Se há uma coisa que não falta no mundo no hoje são bons violinistas. Dos veteranos (Isaac Stern, Milstein) à geração intermediária (Perlman, Mintz, Kremer) aos jovens (Salerno-Sonnenberg, Kennedy) e até às crianças (Midori), é impressionante a quantidade de grandes solistas.
As chances de conquistar um lugar nesta companhia são proporcionalmente mínimas; mas desde sua vitória no concurso Carl Flesch de Londres, em 1990, aos 16 anos, o russo Maxim Vengerov admitiu-se a si mesmo no Olimpo.
Vengerov é o Yevgeny Kissin do violino e, como seu compatriota pianista, já tem um lugar garantido entre os maiores intérpretes da sua geração.
Há uma diferença importante, porém, entre Vengerov e Kissin, como entre Vengerov e virtualmente todos os grandes violinistas mais jovens que Perlman. Quem conhece as escolas de música norte-americanas sabe que o adjetivo "agressivo" se transformou, hoje, num elogio: "Ele é agressivo para tocar" é uma indicação de virtude.
O estilo americano –expansivo, de som grande, mas anguloso, com ataque firme e preocupações formais– vem se tornando a língua franca da interpretação, especialmente do repertório romântico.
Numa gravação de 1990, recém-editada pela Canyon Classics, em que Vengerov toca a "Sonata em dó menor" de Beethoven e a "Chacona" de Bach, entre outras peças, ele se revela um músico esplendidamente seguro de si e cheio de imaginação, mas ainda tocando de maneira próxima a essa média americana. Que ninguém compreenda mal: é a melhor gravação em catálogo da "Sonata" de Beethoven.
Mas que diferença quando se ouve o CD com os concertos de Bruch e Mendelssohn, distribuído no Brasil aproveitando a vinda de Vengerov com a Orquestra do Concertgebouw. Se antes Vengerov lembrava um pouco Perlman, agora está noutra esfera, fazendo pensar em David Oistrakh e, acima de tudo, em Jascha Heifetz.

EXERCÍCIO PROPOSTO 1. Indique todos os compositores cujas obras aparecem no texto sobre Maxim Vengerov.
EXERCÍCIO PROPOSTO 2. Prossiga o texto sobre Maxim Vengerov, começando logo após a última frase apresentada.

MATERIAL FORNECIDO.
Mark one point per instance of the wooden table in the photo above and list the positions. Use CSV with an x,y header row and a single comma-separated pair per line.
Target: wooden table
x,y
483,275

RESPOSTA ESPERADA 1. Beethoven, Bach, Bruch e Mendelssohn.

RESPOSTA ESPERADA 2.
Foi-se o estilo "americano": Vengerov toca, por assim dizer, modestamente, com simplicidade, com uma fluência natural e dedicação plena aos detalhes. Músicos desse calibre criam a ilusão de que tudo é fácil, de que tocar violino como Vengerov é apenas uma questão de se concentrar, de prestar atenção, como quem toma um copo de água no escuro.
Duas palavras sobre o repertório. O "Concerto" de Mendelssohn é uma daquelas coisas raras: uma obra perfeita, como a "Ode ao Outono" de Keats, ou as valsas de Chopin.
Sobre Bruch, vale a pena lembrar a tirada do próprio compositor, atormentado pelo sucesso abusivo do "Concerto": "Tendo vindo à tona, recentemente, o fato espantoso de que os violinos do mundo estão tocando o 'Concerto de Bruch' por conta própria, fica essa obra, a partir de agora, irrevogavelmente banida, para descanso de nossas pobres almas". Talvez se devesse, ao menos neste caso, respeitar a vontade do compositor.

Disco: Concertos para Violino e Orquestra, de Max Bruch (op. 26) e Mendelssohn (op. 64)
Artista: Gewandhausorchester Leipzig (regência de Kurt Masur) e Maxim Vengerov (violino)
Lançamento: Teldec (importado)
Quanto: R$ 27 (em média)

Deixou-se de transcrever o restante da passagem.